▶ **EXTRAIT DU TEXTE**:

# # # # # # #

« Louise, quoi qu’il arrive, je suis contente d’être partie avec toi ». Trente ans après, le road-movie féministe de Ridley Scott continue de perdurer dans la mémoire des spectateurs. Résonnant comme un cri de liberté, « Thelma et Louise » symbolise la révolte, l’amitié et la fatalité. On vous explique pourquoi c’est culte.
Un duo féminin iconique
Thelma et Louise s’ouvre sur ces deux figures féminines radicalement différentes, mais intrinsèquement proches. Thelma (Genna Davis), jeune femme douce et naïve, évolue sous le joug de son mari autoritaire : Daryl (Christopher McDonald). Louise (Susan Sarandon) quant à elle, possède un caractère affirmé, incarnant l’indépendance et la maturité. Cette dualité installée d’entrée de jeu jette les bases d’une entraide féminine unissant les deux protagonistes.
Au fil du long-métrage – et après la tentative de viol qu’elle a subie – Thelma abandonne la jeune femme fragile qu’elle était et s’émancipe, comme libérée. Défiant les hommes et le patriarcat, elle tient tête à son mari et à tous ceux qui se mettent en travers de son chemin. Thelma révèlera ainsi la femme forte sommeillant au fond d’elle en s’affranchissant de son passé, en explorant sa sexualité – avec le personnage de JD (Brad Pitt) – et en se réappropriant son corps. Louise, quant à elle, conservera son assurance dûment acquise tout en laissant apparaître une certaine fragilité. Son passé douloureux resurgira, révélant le traumatisme d’un viol antérieur. Une révélation qui confère à son personnage une dimension plus profonde, appuyant le courage et la force de la jeune femme. Ainsi, les deux héroïnes puisent leur force dans leur complémentarité, surmontant ensemble chaque obstacle au cours de leur cavale. Cette sororité les pousse à persévérer, à se reconstruire et à se débarrasser de ce qui entrave leur liberté.

# # # # # # #

▶ **ÉNONCÉ A**: Recopiez mot pour mot le passage de l’article sur Thelma et Louise qui commence à « Un duo féminin » et s’arrête à « les deux protagonistes. ».

# # # # # # #

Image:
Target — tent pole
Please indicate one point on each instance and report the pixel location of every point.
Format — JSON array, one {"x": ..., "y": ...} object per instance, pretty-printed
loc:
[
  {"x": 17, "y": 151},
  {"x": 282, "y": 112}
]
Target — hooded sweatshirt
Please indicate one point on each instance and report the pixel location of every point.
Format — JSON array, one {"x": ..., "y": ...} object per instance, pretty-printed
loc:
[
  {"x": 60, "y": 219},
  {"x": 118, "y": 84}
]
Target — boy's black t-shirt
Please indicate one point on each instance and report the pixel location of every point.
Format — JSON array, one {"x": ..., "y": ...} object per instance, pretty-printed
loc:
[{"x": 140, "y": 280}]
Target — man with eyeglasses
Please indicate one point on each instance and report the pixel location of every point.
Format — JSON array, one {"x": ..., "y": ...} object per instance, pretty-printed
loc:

# # # # # # #

▶ **ÉNONCÉ B**: Réécrivez sans rien changer toutes les lignes des enregistrements, de la première à la dernière.

▶ **RÉSULTAT ATTENDU A**:
Un duo féminin iconique
Thelma et Louise s’ouvre sur ces deux figures féminines radicalement différentes, mais intrinsèquement proches. Thelma (Genna Davis), jeune femme douce et naïve, évolue sous le joug de son mari autoritaire : Daryl (Christopher McDonald). Louise (Susan Sarandon) quant à elle, possède un caractère affirmé, incarnant l’indépendance et la maturité. Cette dualité installée d’entrée de jeu jette les bases d’une entraide féminine unissant les deux protagonistes.

▶ **RÉSULTAT ATTENDU B**:
Image:
Target — tent pole
Please indicate one point on each instance and report the pixel location of every point.
Format — JSON array, one {"x": ..., "y": ...} object per instance, pretty-printed
loc:
[
  {"x": 17, "y": 151},
  {"x": 282, "y": 112}
]
Target — hooded sweatshirt
Please indicate one point on each instance and report the pixel location of every point.
Format — JSON array, one {"x": ..., "y": ...} object per instance, pretty-printed
loc:
[
  {"x": 60, "y": 219},
  {"x": 118, "y": 84}
]
Target — boy's black t-shirt
Please indicate one point on each instance and report the pixel location of every point.
Format — JSON array, one {"x": ..., "y": ...} object per instance, pretty-printed
loc:
[{"x": 140, "y": 280}]
Target — man with eyeglasses
Please indicate one point on each instance and report the pixel location of every point.
Format — JSON array, one {"x": ..., "y": ...} object per instance, pretty-printed
loc:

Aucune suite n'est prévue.